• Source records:
::::::

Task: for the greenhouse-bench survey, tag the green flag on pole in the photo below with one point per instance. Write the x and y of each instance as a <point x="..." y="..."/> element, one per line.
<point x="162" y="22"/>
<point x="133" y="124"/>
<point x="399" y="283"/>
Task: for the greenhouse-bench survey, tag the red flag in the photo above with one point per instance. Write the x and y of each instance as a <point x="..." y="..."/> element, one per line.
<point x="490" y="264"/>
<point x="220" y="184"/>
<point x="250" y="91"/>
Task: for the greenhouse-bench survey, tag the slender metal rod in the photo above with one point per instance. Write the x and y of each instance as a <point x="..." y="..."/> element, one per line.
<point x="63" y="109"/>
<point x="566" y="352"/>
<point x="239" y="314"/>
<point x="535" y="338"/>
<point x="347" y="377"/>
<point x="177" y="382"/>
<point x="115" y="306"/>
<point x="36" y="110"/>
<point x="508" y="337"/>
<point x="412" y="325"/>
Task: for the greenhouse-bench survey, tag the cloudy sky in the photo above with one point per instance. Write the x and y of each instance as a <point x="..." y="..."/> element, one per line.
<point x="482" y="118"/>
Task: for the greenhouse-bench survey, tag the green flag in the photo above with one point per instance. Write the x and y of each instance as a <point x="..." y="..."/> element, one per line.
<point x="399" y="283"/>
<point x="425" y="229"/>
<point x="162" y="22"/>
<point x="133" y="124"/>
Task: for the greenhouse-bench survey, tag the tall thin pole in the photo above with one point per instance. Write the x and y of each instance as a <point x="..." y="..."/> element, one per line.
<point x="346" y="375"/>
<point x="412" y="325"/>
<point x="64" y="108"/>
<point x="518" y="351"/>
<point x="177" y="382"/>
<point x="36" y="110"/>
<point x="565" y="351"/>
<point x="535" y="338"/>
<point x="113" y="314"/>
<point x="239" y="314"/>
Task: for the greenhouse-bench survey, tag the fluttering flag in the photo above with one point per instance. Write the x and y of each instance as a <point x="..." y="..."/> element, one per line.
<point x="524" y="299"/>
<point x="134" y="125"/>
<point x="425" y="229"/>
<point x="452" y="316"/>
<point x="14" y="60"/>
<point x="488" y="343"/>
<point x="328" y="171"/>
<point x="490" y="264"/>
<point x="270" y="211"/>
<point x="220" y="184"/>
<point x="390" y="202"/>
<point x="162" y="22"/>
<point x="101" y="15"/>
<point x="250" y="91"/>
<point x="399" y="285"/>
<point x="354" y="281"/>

::::::

• INSTRUCTIONS FOR THE TASK:
Each of the entries must be set down again exactly.

• EXERCISE OUTPUT:
Task: for the greenhouse-bench survey, tag the green flag on pole in the photo below with one point per instance. Write the x and y of each instance as a <point x="..." y="..."/> element, one per line.
<point x="162" y="22"/>
<point x="133" y="124"/>
<point x="399" y="283"/>
Task: for the greenhouse-bench survey, tag the red flag in the photo above with one point per instance. Write the x and y of each instance as a <point x="..." y="..."/> element, one per line.
<point x="490" y="264"/>
<point x="220" y="184"/>
<point x="250" y="91"/>
Task: for the greenhouse-bench survey, tag the slender metal rod in the photo above with one point per instance. Write the x and y of each instance as a <point x="..." y="..."/> element, one per line.
<point x="63" y="109"/>
<point x="566" y="352"/>
<point x="239" y="314"/>
<point x="535" y="338"/>
<point x="347" y="377"/>
<point x="177" y="382"/>
<point x="115" y="306"/>
<point x="36" y="110"/>
<point x="508" y="337"/>
<point x="412" y="325"/>
Task: for the greenhouse-bench survey, tag the cloudy sky in the photo above with one point per instance. Write the x and y of each instance as a <point x="..." y="..."/> element, one per line.
<point x="482" y="118"/>
Task: for the greenhouse-bench survey, tag the green flag in the photo above with one point per instance. Write the x and y of each instance as a <point x="..." y="..."/> element, one per line.
<point x="399" y="283"/>
<point x="425" y="229"/>
<point x="162" y="22"/>
<point x="133" y="124"/>
Task: for the greenhouse-bench survey, tag the tall thin pole in the photo above with one point per instance. Write the x and y of each instance as a <point x="..." y="..."/> element, one per line.
<point x="346" y="375"/>
<point x="412" y="325"/>
<point x="64" y="108"/>
<point x="518" y="351"/>
<point x="177" y="382"/>
<point x="36" y="110"/>
<point x="565" y="351"/>
<point x="535" y="338"/>
<point x="113" y="314"/>
<point x="239" y="314"/>
Task: for the greenhouse-bench survey, tag the fluttering flag in the photo above with one point per instance. Write the x and y of each instance as a <point x="..." y="..."/> element, one per line.
<point x="524" y="299"/>
<point x="134" y="125"/>
<point x="425" y="229"/>
<point x="452" y="316"/>
<point x="14" y="60"/>
<point x="488" y="343"/>
<point x="328" y="171"/>
<point x="490" y="264"/>
<point x="270" y="211"/>
<point x="220" y="184"/>
<point x="390" y="202"/>
<point x="162" y="22"/>
<point x="101" y="15"/>
<point x="250" y="91"/>
<point x="399" y="285"/>
<point x="354" y="281"/>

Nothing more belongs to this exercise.